Excerpt:
10 Hamptons Tables for Farm Fresh Fare
by beth landman
Mussels straight from the sea at Backyard Restaurant at Solé East’s
Backyard Restaurant at Solé East
Chef Larry Kolar pairs simple grilled fish, straight from the Montauk docks, with local produce such as rapini, mustard greens, potatoes, and herbs from his on-site garden. The eatery’s signature lavender cheesecake is crafted from flowers that grow on the property. 90 Second House Road, Montauk, 668-9739.
Estia’s Little Kitchen
“I have been growing my own vegetables for 20 years,” says chef and owner Colin Ambrose. His Two Hour Salad is just that—freshly picked from the garden in that time frame. Potato-crusted flounder is sourced locally, and the strawberry rhubarb pie filling comes from the restaurant’s half-acre garden. 1615 Bridgehampton Sag Harbor Tpk., Sag Harbor, 725-1045.
Nick & Toni’s
Chef Joe Realmuto transformed an acre behind the restaurant into a fertile, organic garden. The kitchen staff harvests the plot daily to provide about 30 percent of the restaurant’s produce. It’s why dishes like spring asparagus with roasted purple yams taste so fresh. 136 N. Main St., East Hampton, 324-3550.
North Fork Table & Inn
“We are located here because it is surrounded by produce, wineries, and fresh fish,” says Mike Mraz, one of the restaurant’s owners. The charming spot adds an on-site herb garden this year, and its new brunch menu includes the Browder’s Bird omelet, made from local farm eggs and seasonal ingredients that change daily. 57225 Main Road, Southold, 765-0177.
The Riverhead Project
Chef Greg Ling whips up healthful cuisine in a sleek, modern space. Owner Dennis McDermott grows his own herbs in the community garden and sources vegetables from local farms including Early Girl Farm. “She shows up in overalls on her pickup truck with produce,” he says of the farmer. “It doesn’t get better than that.” 300 E. Main St., Riverhead, 284-9300.

Aim of the task: Name every restaurant that has its own entry in the restaurant guide. The rows are separate material unconnected to the restaurant guide.

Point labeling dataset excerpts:

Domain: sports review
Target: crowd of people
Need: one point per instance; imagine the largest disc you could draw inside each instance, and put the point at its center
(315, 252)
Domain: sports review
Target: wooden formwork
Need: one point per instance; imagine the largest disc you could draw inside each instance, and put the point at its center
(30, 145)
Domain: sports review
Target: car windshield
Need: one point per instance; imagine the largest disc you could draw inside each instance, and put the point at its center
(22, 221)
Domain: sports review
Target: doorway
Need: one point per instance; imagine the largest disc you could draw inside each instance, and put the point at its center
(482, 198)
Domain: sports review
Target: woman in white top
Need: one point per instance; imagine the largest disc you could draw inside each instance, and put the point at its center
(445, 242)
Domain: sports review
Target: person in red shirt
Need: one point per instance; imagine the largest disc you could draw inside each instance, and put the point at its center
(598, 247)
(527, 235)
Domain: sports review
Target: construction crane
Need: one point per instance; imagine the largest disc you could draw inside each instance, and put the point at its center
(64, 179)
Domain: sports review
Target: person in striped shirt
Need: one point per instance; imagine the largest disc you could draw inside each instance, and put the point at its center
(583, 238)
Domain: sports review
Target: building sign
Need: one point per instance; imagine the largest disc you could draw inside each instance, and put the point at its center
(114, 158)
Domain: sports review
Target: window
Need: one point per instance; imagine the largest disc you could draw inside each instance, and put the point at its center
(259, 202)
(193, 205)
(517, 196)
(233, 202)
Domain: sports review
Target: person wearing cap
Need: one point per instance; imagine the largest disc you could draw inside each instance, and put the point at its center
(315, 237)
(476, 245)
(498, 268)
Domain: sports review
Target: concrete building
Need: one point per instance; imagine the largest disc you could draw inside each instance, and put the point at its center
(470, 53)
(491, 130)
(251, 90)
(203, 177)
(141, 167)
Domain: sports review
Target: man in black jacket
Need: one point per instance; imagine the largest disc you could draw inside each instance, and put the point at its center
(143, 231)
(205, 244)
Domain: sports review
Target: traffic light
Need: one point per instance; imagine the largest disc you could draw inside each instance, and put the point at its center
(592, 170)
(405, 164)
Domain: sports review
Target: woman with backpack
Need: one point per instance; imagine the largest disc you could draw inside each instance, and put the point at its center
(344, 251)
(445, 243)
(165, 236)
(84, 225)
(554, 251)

Result of this exercise: Backyard Restaurant at Solé East, Estia's Little Kitchen, Nick & Toni's, North Fork Table & Inn, The Riverhead Project